TO BE DONE: Switch "planogram check" to "facade survey" throughout the entries below and write the lines out again with nothing else changed. Leave the pictures out.

ENTRIES SHOWN:
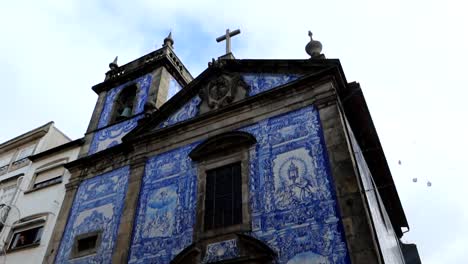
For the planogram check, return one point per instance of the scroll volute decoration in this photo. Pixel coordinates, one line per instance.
(221, 91)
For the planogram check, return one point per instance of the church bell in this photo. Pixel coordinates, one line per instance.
(127, 112)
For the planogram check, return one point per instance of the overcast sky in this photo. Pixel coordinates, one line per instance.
(409, 56)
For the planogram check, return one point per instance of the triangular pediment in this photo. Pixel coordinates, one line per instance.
(226, 82)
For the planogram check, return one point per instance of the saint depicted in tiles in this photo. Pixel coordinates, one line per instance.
(160, 212)
(293, 179)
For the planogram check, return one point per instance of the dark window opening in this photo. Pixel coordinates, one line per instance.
(26, 237)
(123, 104)
(87, 243)
(223, 200)
(51, 181)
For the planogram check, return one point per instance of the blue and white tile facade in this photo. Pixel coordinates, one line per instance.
(292, 200)
(223, 250)
(143, 83)
(97, 207)
(111, 136)
(166, 212)
(258, 83)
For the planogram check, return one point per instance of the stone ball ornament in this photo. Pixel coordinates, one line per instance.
(314, 47)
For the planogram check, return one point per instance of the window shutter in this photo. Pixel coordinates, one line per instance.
(49, 174)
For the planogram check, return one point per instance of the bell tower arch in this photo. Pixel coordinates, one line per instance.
(130, 92)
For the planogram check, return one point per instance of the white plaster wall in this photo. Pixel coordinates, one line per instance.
(53, 138)
(46, 200)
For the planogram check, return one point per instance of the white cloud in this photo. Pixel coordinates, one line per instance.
(408, 55)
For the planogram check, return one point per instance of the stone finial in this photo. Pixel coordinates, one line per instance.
(113, 65)
(314, 47)
(168, 41)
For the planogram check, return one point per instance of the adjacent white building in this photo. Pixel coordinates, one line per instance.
(32, 179)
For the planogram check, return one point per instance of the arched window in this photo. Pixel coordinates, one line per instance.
(124, 103)
(223, 170)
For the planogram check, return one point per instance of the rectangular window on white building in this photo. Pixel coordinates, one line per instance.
(27, 236)
(48, 177)
(7, 192)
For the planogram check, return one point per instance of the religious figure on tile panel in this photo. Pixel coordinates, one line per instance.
(160, 213)
(294, 179)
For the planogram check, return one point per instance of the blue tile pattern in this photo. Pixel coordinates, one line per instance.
(166, 212)
(112, 136)
(174, 87)
(97, 206)
(223, 250)
(143, 83)
(292, 199)
(261, 82)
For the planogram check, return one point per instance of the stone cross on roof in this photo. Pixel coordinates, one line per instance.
(227, 37)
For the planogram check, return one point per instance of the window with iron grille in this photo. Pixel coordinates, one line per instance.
(223, 198)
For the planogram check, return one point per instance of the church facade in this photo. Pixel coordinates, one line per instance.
(253, 161)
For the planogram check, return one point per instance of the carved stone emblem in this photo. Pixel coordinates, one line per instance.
(221, 91)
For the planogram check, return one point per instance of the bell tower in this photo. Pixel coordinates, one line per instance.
(131, 91)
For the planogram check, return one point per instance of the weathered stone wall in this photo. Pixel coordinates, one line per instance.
(388, 241)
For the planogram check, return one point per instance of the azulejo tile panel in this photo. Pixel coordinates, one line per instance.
(143, 83)
(223, 250)
(166, 212)
(292, 198)
(97, 207)
(112, 136)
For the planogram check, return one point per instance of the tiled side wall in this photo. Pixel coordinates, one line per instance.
(97, 206)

FULL OUTPUT:
For the facade survey, return one point per instance of the scroll volute decoration in this photo. Pixel coordinates, one line per instance.
(221, 91)
For the facade survey, return one point per instance of the church bell in this photo. Pixel coordinates, one line per instance.
(127, 112)
For the facade survey, return one point per instance of the overcast sky in this photo. Pixel coordinates, one line per instance.
(409, 56)
For the facade survey, return one point per instance of the triangular pediment in this photo. Pixel coordinates, one line per instance.
(226, 82)
For the facade survey, return one point per instance of the saint depicted in tiles in this photo. Pixel coordinates, one line per instance.
(160, 212)
(293, 179)
For the facade survey, return one point per instance of the dark window opening in this photo. Pixel coordinates, one line per instance.
(26, 237)
(123, 104)
(87, 243)
(223, 200)
(51, 181)
For the facade survey, return one point per instance of the blue and white tile facade in this photo. Pixel coordinates, one line per instance.
(292, 200)
(223, 250)
(143, 83)
(97, 207)
(111, 136)
(166, 212)
(258, 83)
For the facade survey, return one point per instance of the stone ball ornament in this photo. Pixel coordinates, one line per instance.
(314, 47)
For the facade survey, return one point per instance of the window shutter in this photo. Pixel coordinates, one line per instance.
(49, 174)
For the facade survey, return one point per instance of the bell tower arch in this photo. Pixel coordinates, one line per instance.
(130, 92)
For the facade survey, return one point per instance of the white plaster wall in this photo. Pixel coordinates, one line per instance.
(53, 138)
(46, 200)
For the facade survey, return one point per instance of the white cloud in this photo. Pixel coordinates, one line per instance.
(408, 55)
For the facade survey, return one point per instance of the stone finial in this photo. Pixel coordinates, one line per instance.
(113, 65)
(314, 47)
(168, 41)
For the facade survey, return one point per instance of the adjacent white building in this photo. Pixel coordinates, one line per instance.
(32, 179)
For the facade survey, return one point per instance of the arched window in this photo. Pixel coordinates, one line per instance.
(124, 103)
(223, 170)
For the facade survey, return one point per instance of the rectangular window on white building in this photo. Pixel coordinates, one line per instance.
(27, 236)
(48, 177)
(7, 192)
For the facade survey, return one point per instance of the religious figure on tile panel in this photo. Pixel coordinates, one line per instance.
(160, 213)
(294, 179)
For the facade survey, return one point per instance of the blue tile pattern in this photo. Pixel coordinates, one line per instance.
(166, 212)
(112, 136)
(174, 87)
(97, 206)
(223, 250)
(143, 83)
(292, 199)
(261, 82)
For the facade survey, return one point per instance of the stone cross on roof in this photo. Pixel coordinates, one line per instance.
(227, 37)
For the facade survey, return one point per instance of the window with iron grille in this photo. Pixel coordinates, one line per instance.
(223, 198)
For the facade survey, return one point per instance of the church facade in this photo. Pixel coordinates, one line per instance.
(253, 161)
For the facade survey, return one point per instance of the carved stone emblem in this photo. Pixel coordinates, one line per instance.
(221, 91)
For the facade survey, return one point per instance of the bell tower in this photo. Pixel coordinates, one line per instance.
(131, 91)
For the facade survey, return one point per instance of the weathered stone wall in this photo. Pixel coordinates, one line per instance.
(388, 241)
For the facade survey, return one point per instance of the azulejo tile panel in this photo. Pixel coordinates, one line per instance.
(143, 83)
(223, 250)
(166, 212)
(292, 198)
(97, 207)
(112, 136)
For the facade survey, return one point per instance of the tiled side wall in this photo. Pixel coordinates, one line per instance.
(97, 206)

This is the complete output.